Task description: Retype all of the data below exactly as it stands, line for line, but leave out the pictures.

Listed records:
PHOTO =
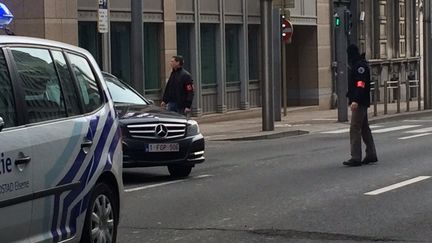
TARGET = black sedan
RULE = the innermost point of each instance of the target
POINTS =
(153, 136)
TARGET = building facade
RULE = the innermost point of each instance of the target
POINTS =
(220, 41)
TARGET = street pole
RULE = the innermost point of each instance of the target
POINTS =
(137, 45)
(427, 36)
(284, 79)
(276, 17)
(341, 42)
(266, 54)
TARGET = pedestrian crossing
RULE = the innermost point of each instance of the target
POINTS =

Output for this task:
PHOTO =
TARGET = black sedan
RULE = the innermost point of each instance of the target
POINTS =
(153, 136)
TARGET = building facade
RULE = the innermost point of each instance of the target
POINTS =
(220, 41)
TARGET = street pole
RULE = the innermost point of each instance of the target
POINTS =
(137, 45)
(427, 36)
(284, 79)
(276, 17)
(341, 42)
(266, 54)
TARGET = pedestrian crossing
RULE = the innermost point of each instance of the target
POINTS =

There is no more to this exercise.